• **PROVIDED TEXT**:
Venezuelan youth wind band

The Simón Bolívar Youth Symphonic Band (SBYSB) (Banda Sinfónica Juvenil Simón Bolívar) is a wind band based in Caracas, Venezuela, and the principal youth music band of El Sistema. Since 2008, its principal conductor has been Sergio Rosales.

== History ==

The Simón Bolívar Youth Symphonic Band was founded in 2005 by the general director of the Simón Bolívar Music Conservatory, Valdemar Rodríguez, and Jesús Ignacio Perez Perazzo. The SBYSB is made up of students of the Simón Bolívar Music Conservatory and is part of the Academic Program of the National System of Youth and Children's Orchestras and Choirs of Venezuela, known as El Sistema.

The SBYSB has performed at renowned music venues in Venezuela, first under the command of founding conductor Jesús Ignacio Pérez Perazzo, and from 2008 under Sergio Rosales.

SBYSB guest conductors include Thomas Clamor (Germany), Antonio Saiote (Portugal), Eddy Vanoosthuyse (Belgium), Ferrer Ferran (Spain), Jan Van der Roost (Belgium), Jhonathan Cohler (United States), Johan de Meij (Netherlands) and Timothy Reynish (United Kingdom).

• **STATED EXERCISE A**:
Answer these from the wind band text:
(i) In what year was the band founded?
(ii) Who has been its principal conductor since 2008?
(iii) Which country is listed next to guest conductor Ferrer Ferran?
• **STATED EXERCISE B**:
Reproduce a passage of the wind band text word for word. Start at the words "The Simón Bolívar Youth Symphonic Band was" and end after "Reynish (United Kingdom).".
The records that come next have no connection to the wind band text.

• **RECORDS SHOWN**:
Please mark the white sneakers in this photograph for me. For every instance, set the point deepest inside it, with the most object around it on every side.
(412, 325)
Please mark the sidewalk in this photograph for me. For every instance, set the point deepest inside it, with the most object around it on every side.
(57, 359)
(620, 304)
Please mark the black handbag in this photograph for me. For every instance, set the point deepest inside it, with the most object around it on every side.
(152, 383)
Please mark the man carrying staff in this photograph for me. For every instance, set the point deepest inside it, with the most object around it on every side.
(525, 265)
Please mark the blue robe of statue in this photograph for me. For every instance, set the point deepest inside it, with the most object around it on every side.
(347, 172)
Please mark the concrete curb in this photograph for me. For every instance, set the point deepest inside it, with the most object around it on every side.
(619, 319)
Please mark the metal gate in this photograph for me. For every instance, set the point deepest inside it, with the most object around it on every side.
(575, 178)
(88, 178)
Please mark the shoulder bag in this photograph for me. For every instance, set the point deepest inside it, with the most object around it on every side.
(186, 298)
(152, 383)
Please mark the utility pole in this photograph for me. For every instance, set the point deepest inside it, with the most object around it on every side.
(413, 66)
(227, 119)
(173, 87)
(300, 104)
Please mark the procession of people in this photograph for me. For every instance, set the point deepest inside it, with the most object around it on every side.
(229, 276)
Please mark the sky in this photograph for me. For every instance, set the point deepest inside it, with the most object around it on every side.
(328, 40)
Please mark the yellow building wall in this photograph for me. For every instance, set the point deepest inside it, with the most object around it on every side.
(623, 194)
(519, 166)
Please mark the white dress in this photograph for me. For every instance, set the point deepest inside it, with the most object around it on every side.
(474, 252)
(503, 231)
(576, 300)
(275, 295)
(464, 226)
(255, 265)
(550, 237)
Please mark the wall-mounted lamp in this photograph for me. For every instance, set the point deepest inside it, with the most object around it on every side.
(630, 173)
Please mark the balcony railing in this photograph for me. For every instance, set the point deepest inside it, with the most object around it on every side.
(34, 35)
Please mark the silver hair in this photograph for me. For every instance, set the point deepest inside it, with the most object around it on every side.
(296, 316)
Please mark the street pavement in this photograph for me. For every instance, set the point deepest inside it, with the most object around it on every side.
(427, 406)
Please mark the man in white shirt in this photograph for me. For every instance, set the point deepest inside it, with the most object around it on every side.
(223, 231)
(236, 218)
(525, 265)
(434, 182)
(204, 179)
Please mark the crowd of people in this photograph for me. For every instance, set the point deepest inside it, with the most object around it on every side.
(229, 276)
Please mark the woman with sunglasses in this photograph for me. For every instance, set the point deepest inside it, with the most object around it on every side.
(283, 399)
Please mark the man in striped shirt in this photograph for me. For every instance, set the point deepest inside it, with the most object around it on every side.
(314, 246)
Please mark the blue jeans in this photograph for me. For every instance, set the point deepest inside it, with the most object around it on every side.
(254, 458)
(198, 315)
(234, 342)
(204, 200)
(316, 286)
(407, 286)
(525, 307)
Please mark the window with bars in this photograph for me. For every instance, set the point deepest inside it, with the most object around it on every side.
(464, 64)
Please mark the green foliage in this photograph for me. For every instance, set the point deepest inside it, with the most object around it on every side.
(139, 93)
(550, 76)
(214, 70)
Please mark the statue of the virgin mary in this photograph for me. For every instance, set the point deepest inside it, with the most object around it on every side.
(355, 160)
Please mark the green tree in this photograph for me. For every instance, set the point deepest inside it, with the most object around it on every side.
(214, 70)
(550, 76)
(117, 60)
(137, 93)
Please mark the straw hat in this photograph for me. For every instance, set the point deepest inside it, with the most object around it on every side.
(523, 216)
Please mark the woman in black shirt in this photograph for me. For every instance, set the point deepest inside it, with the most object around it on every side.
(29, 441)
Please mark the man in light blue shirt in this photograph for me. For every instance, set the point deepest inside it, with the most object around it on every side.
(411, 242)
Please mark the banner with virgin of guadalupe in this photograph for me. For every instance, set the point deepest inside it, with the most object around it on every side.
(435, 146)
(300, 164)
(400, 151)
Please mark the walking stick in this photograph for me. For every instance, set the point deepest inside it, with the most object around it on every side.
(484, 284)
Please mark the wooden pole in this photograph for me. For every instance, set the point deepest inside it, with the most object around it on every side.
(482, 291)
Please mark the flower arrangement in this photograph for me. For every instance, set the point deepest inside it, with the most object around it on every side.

• **EXERCISE SOLUTION A**:
(i) 2005
(ii) Sergio Rosales
(iii) Spain

• **EXERCISE SOLUTION B**:
The Simón Bolívar Youth Symphonic Band was founded in 2005 by the general director of the Simón Bolívar Music Conservatory, Valdemar Rodríguez, and Jesús Ignacio Perez Perazzo. The SBYSB is made up of students of the Simón Bolívar Music Conservatory and is part of the Academic Program of the National System of Youth and Children's Orchestras and Choirs of Venezuela, known as El Sistema.

The SBYSB has performed at renowned music venues in Venezuela, first under the command of founding conductor Jesús Ignacio Pérez Perazzo, and from 2008 under Sergio Rosales.

SBYSB guest conductors include Thomas Clamor (Germany), Antonio Saiote (Portugal), Eddy Vanoosthuyse (Belgium), Ferrer Ferran (Spain), Jan Van der Roost (Belgium), Jhonathan Cohler (United States), Johan de Meij (Netherlands) and Timothy Reynish (United Kingdom).